Records supplied »
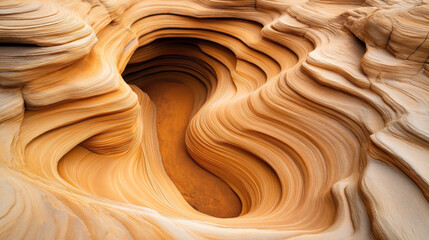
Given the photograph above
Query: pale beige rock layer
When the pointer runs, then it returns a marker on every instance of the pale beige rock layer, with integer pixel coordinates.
(311, 116)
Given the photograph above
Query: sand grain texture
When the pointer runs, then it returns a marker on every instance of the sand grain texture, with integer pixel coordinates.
(204, 119)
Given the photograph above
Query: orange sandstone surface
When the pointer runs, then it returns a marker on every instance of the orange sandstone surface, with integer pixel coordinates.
(214, 119)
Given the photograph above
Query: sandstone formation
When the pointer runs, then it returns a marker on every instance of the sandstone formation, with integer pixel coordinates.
(214, 119)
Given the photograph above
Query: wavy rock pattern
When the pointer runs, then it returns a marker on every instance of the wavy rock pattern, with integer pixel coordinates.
(305, 119)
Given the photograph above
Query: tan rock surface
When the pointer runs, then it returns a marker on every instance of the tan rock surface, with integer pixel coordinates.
(210, 119)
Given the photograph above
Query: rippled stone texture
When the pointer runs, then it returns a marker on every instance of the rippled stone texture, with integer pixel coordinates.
(273, 119)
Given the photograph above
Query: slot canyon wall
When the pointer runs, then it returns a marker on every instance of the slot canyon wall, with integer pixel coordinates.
(214, 119)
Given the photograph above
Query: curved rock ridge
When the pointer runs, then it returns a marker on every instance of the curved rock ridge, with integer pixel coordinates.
(213, 119)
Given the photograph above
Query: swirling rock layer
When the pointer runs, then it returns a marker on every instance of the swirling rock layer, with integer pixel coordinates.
(203, 119)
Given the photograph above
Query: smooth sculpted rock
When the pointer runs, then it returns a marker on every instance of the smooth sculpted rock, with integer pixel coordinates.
(204, 119)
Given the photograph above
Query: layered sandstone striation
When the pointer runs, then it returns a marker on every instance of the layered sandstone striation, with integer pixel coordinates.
(213, 119)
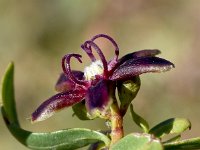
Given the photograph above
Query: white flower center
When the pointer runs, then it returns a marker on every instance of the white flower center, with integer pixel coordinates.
(96, 68)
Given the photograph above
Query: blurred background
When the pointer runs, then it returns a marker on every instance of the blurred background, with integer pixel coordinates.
(36, 34)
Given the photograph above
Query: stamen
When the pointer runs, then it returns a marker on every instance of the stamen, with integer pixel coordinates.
(67, 69)
(101, 55)
(111, 40)
(88, 50)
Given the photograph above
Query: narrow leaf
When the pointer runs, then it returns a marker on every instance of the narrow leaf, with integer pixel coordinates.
(64, 139)
(186, 144)
(8, 95)
(171, 126)
(138, 141)
(142, 123)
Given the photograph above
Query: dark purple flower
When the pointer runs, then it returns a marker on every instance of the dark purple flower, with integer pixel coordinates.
(94, 84)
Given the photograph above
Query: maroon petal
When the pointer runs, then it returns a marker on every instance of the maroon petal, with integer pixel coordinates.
(64, 84)
(140, 53)
(57, 102)
(97, 98)
(134, 67)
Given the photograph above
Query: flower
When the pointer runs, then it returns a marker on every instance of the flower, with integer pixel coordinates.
(94, 84)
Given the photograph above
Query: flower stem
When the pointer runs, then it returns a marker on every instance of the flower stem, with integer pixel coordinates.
(116, 119)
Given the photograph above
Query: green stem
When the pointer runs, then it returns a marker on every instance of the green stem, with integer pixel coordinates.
(186, 144)
(116, 119)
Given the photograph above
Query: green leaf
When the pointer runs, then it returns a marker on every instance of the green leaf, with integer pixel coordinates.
(64, 139)
(173, 139)
(187, 144)
(171, 126)
(139, 120)
(8, 96)
(138, 141)
(80, 111)
(127, 91)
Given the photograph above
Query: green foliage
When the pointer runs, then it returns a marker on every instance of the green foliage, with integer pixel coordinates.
(63, 139)
(187, 144)
(8, 95)
(138, 141)
(171, 126)
(142, 123)
(80, 137)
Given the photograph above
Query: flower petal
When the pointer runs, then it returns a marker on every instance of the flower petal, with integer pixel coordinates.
(65, 84)
(134, 67)
(140, 53)
(97, 98)
(57, 102)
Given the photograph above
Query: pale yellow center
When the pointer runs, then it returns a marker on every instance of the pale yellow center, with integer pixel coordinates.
(96, 68)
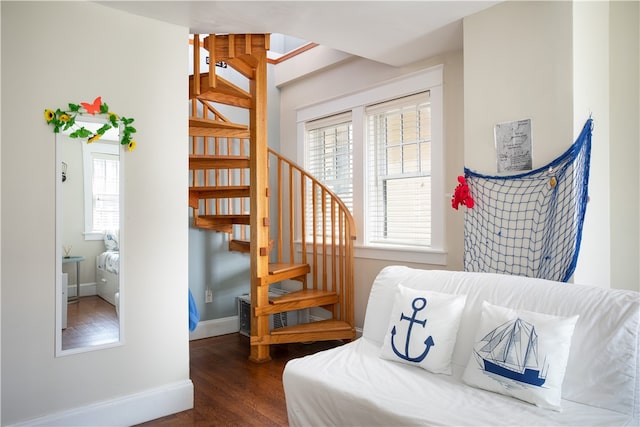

Task brief »
Please pick out every line above that contains the word "narrow" and copy each one.

The reply »
Query: narrow leaf
When the pointer runs, then it returns a marker on every instance of the narrow leaf, with integer pixel coordinates.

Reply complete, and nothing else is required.